Exercise requirements: Please update the data below by replacing "frame" with "image" throughout and leaving everything else unchanged. Omit the pictures from your answer.
** START Listing **
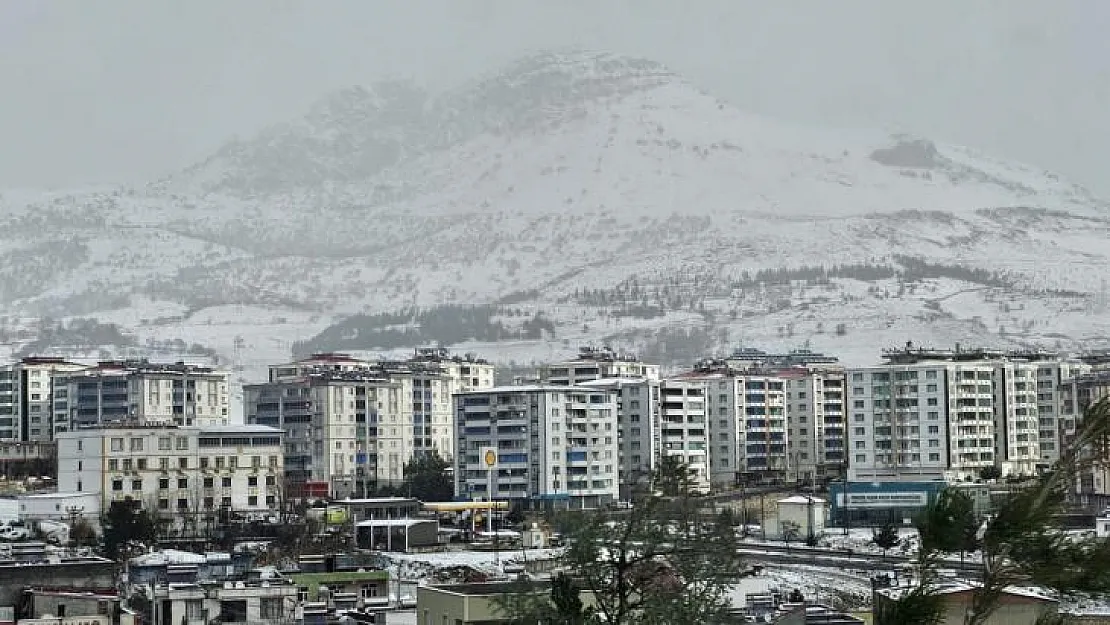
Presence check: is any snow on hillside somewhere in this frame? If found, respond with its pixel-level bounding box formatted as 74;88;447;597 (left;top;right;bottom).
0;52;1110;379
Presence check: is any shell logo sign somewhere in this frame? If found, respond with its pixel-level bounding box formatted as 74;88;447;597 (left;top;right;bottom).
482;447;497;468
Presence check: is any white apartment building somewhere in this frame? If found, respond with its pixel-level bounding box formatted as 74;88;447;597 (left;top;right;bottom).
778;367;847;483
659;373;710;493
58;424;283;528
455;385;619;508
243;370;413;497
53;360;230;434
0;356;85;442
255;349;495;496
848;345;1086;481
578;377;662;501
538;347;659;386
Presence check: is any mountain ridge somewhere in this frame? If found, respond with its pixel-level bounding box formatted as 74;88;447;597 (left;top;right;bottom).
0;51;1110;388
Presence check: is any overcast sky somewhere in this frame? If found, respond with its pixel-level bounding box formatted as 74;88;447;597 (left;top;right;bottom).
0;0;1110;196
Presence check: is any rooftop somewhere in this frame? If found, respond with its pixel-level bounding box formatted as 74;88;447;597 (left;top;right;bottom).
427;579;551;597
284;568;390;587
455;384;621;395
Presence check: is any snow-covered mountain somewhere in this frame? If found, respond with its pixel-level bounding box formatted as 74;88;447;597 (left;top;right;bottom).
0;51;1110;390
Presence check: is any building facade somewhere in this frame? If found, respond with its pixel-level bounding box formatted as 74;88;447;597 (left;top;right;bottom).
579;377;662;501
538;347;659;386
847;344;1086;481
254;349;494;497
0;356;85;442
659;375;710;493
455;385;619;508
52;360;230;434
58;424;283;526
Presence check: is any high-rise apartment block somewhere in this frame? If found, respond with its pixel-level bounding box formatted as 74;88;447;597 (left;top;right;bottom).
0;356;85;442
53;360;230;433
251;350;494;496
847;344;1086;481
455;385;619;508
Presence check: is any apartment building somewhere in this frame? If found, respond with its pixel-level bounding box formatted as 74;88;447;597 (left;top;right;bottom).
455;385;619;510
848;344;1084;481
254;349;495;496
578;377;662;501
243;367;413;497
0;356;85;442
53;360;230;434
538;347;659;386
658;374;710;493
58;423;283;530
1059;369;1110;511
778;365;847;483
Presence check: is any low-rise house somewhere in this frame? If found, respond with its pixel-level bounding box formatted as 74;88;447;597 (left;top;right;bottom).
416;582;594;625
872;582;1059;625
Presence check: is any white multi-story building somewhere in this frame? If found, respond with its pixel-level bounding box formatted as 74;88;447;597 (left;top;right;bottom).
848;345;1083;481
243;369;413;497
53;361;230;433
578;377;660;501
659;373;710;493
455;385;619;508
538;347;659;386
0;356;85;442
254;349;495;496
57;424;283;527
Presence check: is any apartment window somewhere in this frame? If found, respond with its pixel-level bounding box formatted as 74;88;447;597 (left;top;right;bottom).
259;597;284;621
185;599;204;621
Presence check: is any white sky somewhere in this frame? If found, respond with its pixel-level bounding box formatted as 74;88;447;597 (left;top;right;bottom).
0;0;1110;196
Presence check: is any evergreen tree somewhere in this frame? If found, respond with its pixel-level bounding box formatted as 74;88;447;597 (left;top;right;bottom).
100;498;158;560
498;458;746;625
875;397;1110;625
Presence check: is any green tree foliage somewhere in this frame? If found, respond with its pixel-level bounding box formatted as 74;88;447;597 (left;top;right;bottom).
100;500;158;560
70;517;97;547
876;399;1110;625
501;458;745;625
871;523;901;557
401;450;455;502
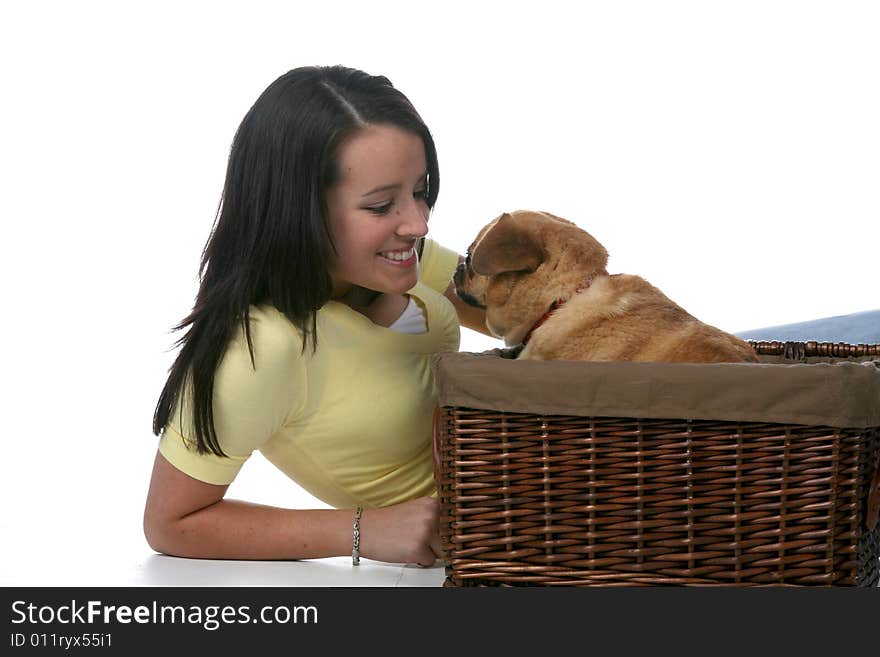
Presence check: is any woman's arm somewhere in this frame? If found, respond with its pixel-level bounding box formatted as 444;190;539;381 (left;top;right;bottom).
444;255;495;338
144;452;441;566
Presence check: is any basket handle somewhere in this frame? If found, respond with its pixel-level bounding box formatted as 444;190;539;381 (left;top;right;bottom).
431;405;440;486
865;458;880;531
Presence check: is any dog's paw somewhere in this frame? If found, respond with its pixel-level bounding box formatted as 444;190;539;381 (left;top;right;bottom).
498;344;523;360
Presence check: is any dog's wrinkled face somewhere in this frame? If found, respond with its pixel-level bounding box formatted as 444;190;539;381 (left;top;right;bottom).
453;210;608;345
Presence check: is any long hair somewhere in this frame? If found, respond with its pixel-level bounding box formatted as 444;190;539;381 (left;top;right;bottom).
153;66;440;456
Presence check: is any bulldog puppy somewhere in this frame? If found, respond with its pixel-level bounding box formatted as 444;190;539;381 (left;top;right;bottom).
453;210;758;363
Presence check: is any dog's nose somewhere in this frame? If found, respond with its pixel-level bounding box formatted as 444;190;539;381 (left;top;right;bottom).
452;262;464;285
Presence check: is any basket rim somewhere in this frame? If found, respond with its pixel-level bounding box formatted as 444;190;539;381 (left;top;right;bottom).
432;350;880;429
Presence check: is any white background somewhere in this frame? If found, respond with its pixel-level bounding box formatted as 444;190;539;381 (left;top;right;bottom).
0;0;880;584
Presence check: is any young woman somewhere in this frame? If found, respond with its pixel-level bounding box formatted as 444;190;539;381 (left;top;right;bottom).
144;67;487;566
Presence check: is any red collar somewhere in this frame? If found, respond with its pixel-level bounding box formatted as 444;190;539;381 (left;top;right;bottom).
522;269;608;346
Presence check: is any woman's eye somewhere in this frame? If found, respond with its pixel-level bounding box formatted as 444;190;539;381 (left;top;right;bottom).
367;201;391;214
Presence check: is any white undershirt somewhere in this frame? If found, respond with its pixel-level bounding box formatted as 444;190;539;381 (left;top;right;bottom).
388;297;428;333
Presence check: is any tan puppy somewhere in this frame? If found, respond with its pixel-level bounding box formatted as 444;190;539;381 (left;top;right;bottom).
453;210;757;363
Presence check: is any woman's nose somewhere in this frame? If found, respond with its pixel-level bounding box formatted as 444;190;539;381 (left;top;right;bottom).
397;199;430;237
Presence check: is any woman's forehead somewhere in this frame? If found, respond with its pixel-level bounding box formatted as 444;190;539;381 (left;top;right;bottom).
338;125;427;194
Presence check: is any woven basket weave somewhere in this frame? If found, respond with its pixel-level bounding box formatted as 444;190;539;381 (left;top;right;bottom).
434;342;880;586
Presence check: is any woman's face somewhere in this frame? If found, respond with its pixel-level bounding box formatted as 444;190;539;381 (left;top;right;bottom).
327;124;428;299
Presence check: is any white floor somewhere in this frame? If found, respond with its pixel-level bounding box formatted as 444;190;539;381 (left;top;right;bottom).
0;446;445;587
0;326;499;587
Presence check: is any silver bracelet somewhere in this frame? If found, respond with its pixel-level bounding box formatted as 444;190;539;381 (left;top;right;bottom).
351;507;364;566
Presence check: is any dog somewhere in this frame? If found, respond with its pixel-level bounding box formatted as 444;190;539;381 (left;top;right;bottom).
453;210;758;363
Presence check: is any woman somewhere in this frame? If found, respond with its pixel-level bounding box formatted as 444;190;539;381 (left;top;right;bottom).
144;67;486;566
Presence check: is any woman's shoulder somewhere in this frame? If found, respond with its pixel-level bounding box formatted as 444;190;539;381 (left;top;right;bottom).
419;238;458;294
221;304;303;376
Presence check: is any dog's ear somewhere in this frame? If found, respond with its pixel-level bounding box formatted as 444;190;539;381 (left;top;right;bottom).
** END Listing **
Response:
Presence check: is any snow on hillside somewhere in this image? If found, respond with its pixel-level bounding box formatted as 74;88;447;597 (left;top;right;bottom).
0;52;1110;379
Presence check: is any shell logo sign somewhere in this image? If found, respond with its pixel-level bounding box formatted as 74;88;447;597 (left;top;right;bottom).
482;447;497;468
Presence check: is any white apartment building somewhere in this image? If found, respond with its pixel-level bounding box formatted as 74;88;447;597 (left;top;right;bottom).
778;367;847;483
659;373;710;493
58;424;283;528
455;385;619;508
243;370;413;497
53;360;230;434
0;356;85;442
255;349;495;496
848;345;1086;481
578;377;662;501
538;347;659;386
Presence check: is any mountain ridge somewhere in this image? If found, respond with its pixel-level bounding box formatted as 74;88;447;597 (left;top;right;bottom).
0;51;1110;388
Presence check: is any overcast sky somewhere in this image? If found, respond with its pixel-level bounding box formatted as 74;88;447;597 (left;top;right;bottom).
0;0;1110;196
Presence check: is any rooftop somewhere in this image? If found, respond with its pixel-level bounding box formatted as 74;88;447;597 (left;top;right;bottom).
427;579;551;597
284;568;390;587
455;384;621;395
Presence check: is any snow-covered mountain somewhere in this image? If found, respond with its pixel-level bounding box formatted as 74;88;447;597 (left;top;right;bottom).
0;51;1110;390
Presence check: is any building facade somewhere in this image? If found, respond with its pixel-level bounding box formatted as 74;88;447;597 (left;top;right;bottom).
579;377;662;501
538;347;659;386
847;344;1086;481
254;349;494;497
0;356;85;442
659;375;710;493
455;385;619;508
52;360;230;434
58;424;283;526
Presence check: is any high-rise apartment block somewhere in this image? If found, respond with its pixel-level bounding box formatted as 74;88;447;597 (left;top;right;bottom).
0;356;85;442
53;360;230;433
251;350;494;496
847;344;1086;481
455;385;619;508
Presence check: is any apartment building somewhere in this image? If found, respond with its pixel-level bounding box formatted as 74;88;447;597 (left;top;right;bottom).
455;385;619;510
848;344;1084;481
254;349;495;496
578;377;662;501
243;367;413;497
0;356;85;442
53;360;230;434
538;347;659;386
658;374;710;493
58;423;283;530
1059;369;1110;511
778;365;847;483
Presence check: is any low-rise house somewhere in this image? If found, respond with its pixel-level bounding box formatted as 74;88;447;597 (left;top;right;bottom).
416;582;594;625
872;582;1059;625
Presence check: is any white multi-story building somewhere in this image? If found, respond with its pixel-level bounding box formatted as 74;88;447;597 (left;top;right;bottom).
848;345;1083;481
243;369;413;497
53;361;230;433
578;377;660;501
659;373;710;493
455;385;619;508
538;347;659;386
0;356;85;442
254;349;495;496
57;424;283;527
Presence check: is any apartment window somewhere in this image? If found, respond with its pixel-level bounding box formatted as 74;88;447;597 (left;top;right;bottom).
259;597;284;621
185;599;204;621
Presence check: is any white sky somewhere in this image? If found, respond with its pixel-level bounding box formatted as 74;88;447;597 (left;top;right;bottom).
0;0;1110;196
Presence check: is any evergreen tree somewhere in this image? If found, respond with its pixel-level bounding box formatted as 74;88;447;597 (left;top;right;bottom).
100;498;158;560
498;458;746;625
875;397;1110;625
Presence check: is any green tree foliage somewhere in this image? If found, respond with its pixel-level bounding box formatted as 74;88;447;597 (left;top;right;bottom).
100;500;158;560
70;517;97;547
876;399;1110;625
501;458;745;625
871;523;901;557
401;450;455;502
Presence check: is any woman's arm somewhere in this image? If found, respond with its pixel-level bounding box formatted as 444;190;539;381 (left;top;right;bottom).
444;255;495;338
144;452;441;566
Presence check: is any basket handle somewhere in this image? If found, respond with its pixel-level bounding box formatted as 444;190;539;381 (left;top;right;bottom).
431;405;440;486
865;458;880;531
Presence check: is any dog's paw somewhere in this image? If found, respond with its pixel-level bounding box formatted as 444;190;539;381 (left;top;right;bottom).
498;344;523;360
Presence check: is any dog's wrinkled face somewhere in this image? If found, respond with its pixel-level bounding box formatted as 444;190;539;381 (left;top;right;bottom).
453;210;608;345
Presence check: is any long hair somewhere in this image? If found, respond with its pixel-level bounding box formatted as 444;190;539;381 (left;top;right;bottom).
153;66;440;456
Presence check: is any bulldog puppy somewhere in this image? If found, respond with its pixel-level bounding box formatted as 444;190;539;381 (left;top;right;bottom).
453;210;758;363
Presence check: is any dog's nose somewhere in this image? If found, respond with its pixel-level bounding box formatted as 444;190;539;381 (left;top;right;bottom).
452;262;464;285
Presence check: is any basket rim somewhere in this image? If found, respond with its pixel-level bounding box formatted as 444;190;539;381 (left;top;right;bottom).
432;350;880;429
Presence check: is any white background somewhere in this image? If found, respond with its pixel-level bounding box formatted as 444;190;539;381 (left;top;right;bottom).
0;0;880;584
Presence check: is any young woman somewhere in this image? If found, respond with its pixel-level bounding box formatted as 444;190;539;381 (left;top;right;bottom).
144;67;487;566
Presence check: is any red collar somewhere in this image? If found, respond with its pixel-level bounding box formatted as 444;190;539;381 (left;top;right;bottom).
522;269;608;346
Presence check: is any woman's eye somewhere in this image? If found, respond with its pixel-level bounding box formatted as 444;190;539;381 (left;top;right;bottom).
367;201;391;214
Presence check: is any white undershirt somewhere in this image? If found, respond with its pixel-level bounding box formatted as 444;190;539;381 (left;top;right;bottom).
388;297;428;333
Presence check: is any tan puppy somewhere in this image? If found, respond with its pixel-level bounding box formatted as 444;190;539;381 (left;top;right;bottom).
453;210;757;363
Presence check: is any woman's nose somewhere in this image? If found, respond with its pixel-level bounding box formatted as 444;190;539;381 (left;top;right;bottom).
397;199;430;237
Presence check: is any woman's forehead somewhere in this image? If found, respond with its pixel-level bounding box formatted as 444;190;539;381 (left;top;right;bottom).
338;125;427;194
Presence check: is any woven basket weave somewhere in this image? If found, respond with its pixel-level bounding box formatted as 444;190;539;381 (left;top;right;bottom).
434;342;880;586
Presence check: is any woman's face somewhere in this image? If found, respond with its pixel-level bounding box formatted as 444;190;539;381 (left;top;right;bottom).
327;124;428;299
Presence check: is any white floor somewhere in this image? If found, respond with its pixel-level bounding box formatted as 444;190;539;381 (left;top;right;bottom).
0;446;445;587
0;326;499;587
Presence check: is any silver bracelet somewhere in this image? If found, respond with its pixel-level bounding box formatted as 444;190;539;381 (left;top;right;bottom).
351;507;364;566
Presence check: is any dog somewhere in this image? If found, respond with its pixel-level bounding box formatted as 444;190;539;381 (left;top;right;bottom).
453;210;758;363
Presence check: is any woman somewhere in this image? If found, respond with its pixel-level bounding box formatted as 444;190;539;381 (left;top;right;bottom).
144;67;486;566
Presence check: is any woman's shoulder somewhere in this image? If found, respond with its pixel-level bounding box formatted as 444;190;539;381 (left;top;right;bottom).
419;238;458;294
221;304;303;376
Presence check: is any dog's ear somewhere in this image? If found, respond with its pixel-level bounding box formatted as 444;190;539;381 (left;top;right;bottom).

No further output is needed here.